» GIVEN REQUEST: Copy every one of the records below word for word, changing nothing.

» RECORD EXCERPTS:
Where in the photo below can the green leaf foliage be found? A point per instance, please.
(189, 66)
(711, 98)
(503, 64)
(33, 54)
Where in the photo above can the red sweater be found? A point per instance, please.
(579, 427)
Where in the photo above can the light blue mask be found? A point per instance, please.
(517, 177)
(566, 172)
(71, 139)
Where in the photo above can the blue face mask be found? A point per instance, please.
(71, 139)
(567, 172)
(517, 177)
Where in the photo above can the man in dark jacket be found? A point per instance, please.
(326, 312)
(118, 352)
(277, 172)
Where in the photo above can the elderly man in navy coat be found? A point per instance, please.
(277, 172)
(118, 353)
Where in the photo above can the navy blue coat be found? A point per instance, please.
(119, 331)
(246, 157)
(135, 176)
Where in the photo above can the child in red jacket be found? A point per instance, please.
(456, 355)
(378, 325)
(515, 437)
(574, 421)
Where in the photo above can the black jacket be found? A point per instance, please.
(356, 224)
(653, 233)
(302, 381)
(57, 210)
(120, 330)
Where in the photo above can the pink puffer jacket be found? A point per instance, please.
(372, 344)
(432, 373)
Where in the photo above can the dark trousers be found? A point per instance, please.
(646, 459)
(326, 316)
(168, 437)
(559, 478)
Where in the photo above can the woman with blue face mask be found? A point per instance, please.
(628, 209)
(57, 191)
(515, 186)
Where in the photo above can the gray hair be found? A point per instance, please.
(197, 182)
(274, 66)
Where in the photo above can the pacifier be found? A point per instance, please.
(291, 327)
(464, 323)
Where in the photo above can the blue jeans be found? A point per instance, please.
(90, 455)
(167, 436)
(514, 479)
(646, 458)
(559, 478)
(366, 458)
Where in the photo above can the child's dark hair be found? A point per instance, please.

» WRITTEN SOLUTION:
Where in the photo below can the green leaf foliage be found? A point per instance, please.
(189, 66)
(711, 98)
(503, 64)
(33, 54)
Where in the photo above can the red sweater be found? A point per instance, please.
(579, 427)
Where in the photo above can the light blue mask be found? A point per instance, please.
(517, 177)
(566, 172)
(71, 139)
Where in the photo above can the blue face mask be found? A point per instance, please.
(71, 139)
(567, 172)
(517, 177)
Where in the photo above can the man in dark jacket be found? A point per instance, please.
(326, 312)
(118, 352)
(277, 172)
Where in the photo above can the elderly man in navy coat be found? A point per instance, please.
(277, 172)
(118, 353)
Where in the photo above can the navy blue coat be found? A point per instance, please.
(119, 331)
(246, 157)
(135, 176)
Where in the photo above can the child in red jacket be found? A point per instance, please.
(456, 355)
(378, 325)
(515, 437)
(574, 421)
Where in the photo above can the black jacket be found? A point per instance, please.
(356, 224)
(653, 233)
(302, 381)
(57, 210)
(120, 330)
Where in the photo above can the pink puffer jacket be found? A point per instance, please.
(372, 344)
(432, 373)
Where in the photo above can the dark trousers be found? A point per instance, please.
(646, 459)
(326, 316)
(168, 437)
(559, 478)
Where in the photo above can the woman with blue face mask be found? A point per instance, please.
(628, 209)
(57, 191)
(515, 186)
Where in the photo above can the gray hair be found? A point per instance, please.
(197, 182)
(274, 66)
Where in the photo above can the pacifier be found? A point per instance, please.
(291, 327)
(464, 323)
Where in the photo above can the blue jeans be found? A point per instance, please.
(90, 455)
(167, 436)
(514, 479)
(646, 458)
(559, 478)
(366, 458)
Where in the photo above can the child's dark hair be found? A point per instance, please.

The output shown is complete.